◆ TO BE DONE
Reproduce the material below word for word, omitting the pictures.

◆ RECORDED DATA
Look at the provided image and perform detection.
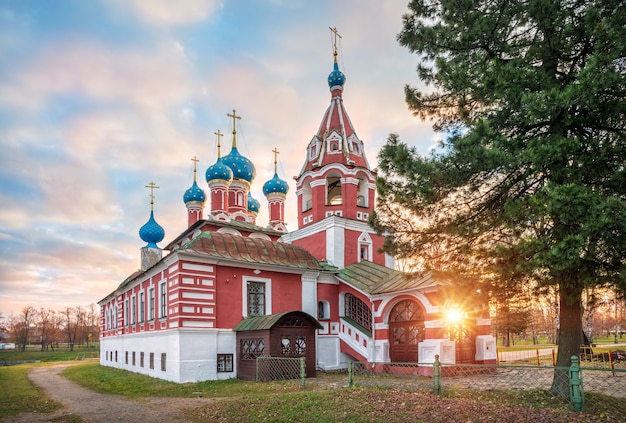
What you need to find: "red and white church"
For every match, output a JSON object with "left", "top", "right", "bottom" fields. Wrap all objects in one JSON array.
[{"left": 99, "top": 41, "right": 496, "bottom": 382}]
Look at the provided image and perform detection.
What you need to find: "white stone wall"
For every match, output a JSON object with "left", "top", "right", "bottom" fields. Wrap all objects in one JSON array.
[{"left": 100, "top": 329, "right": 237, "bottom": 383}]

◆ EXERCISE RESULT
Look at the provided image and perform detection.
What you need to find: "red and white church"
For every match, output a JSON object with "left", "top", "right", "bottom" fields. Wrap all objects in one JSON array.
[{"left": 99, "top": 41, "right": 496, "bottom": 382}]
Look at the provided image and perform detection.
What you need to find: "white stone wall"
For every match, output a JSON object with "left", "top", "right", "bottom" fields. Wrap all objects in one JSON array.
[{"left": 100, "top": 329, "right": 237, "bottom": 383}]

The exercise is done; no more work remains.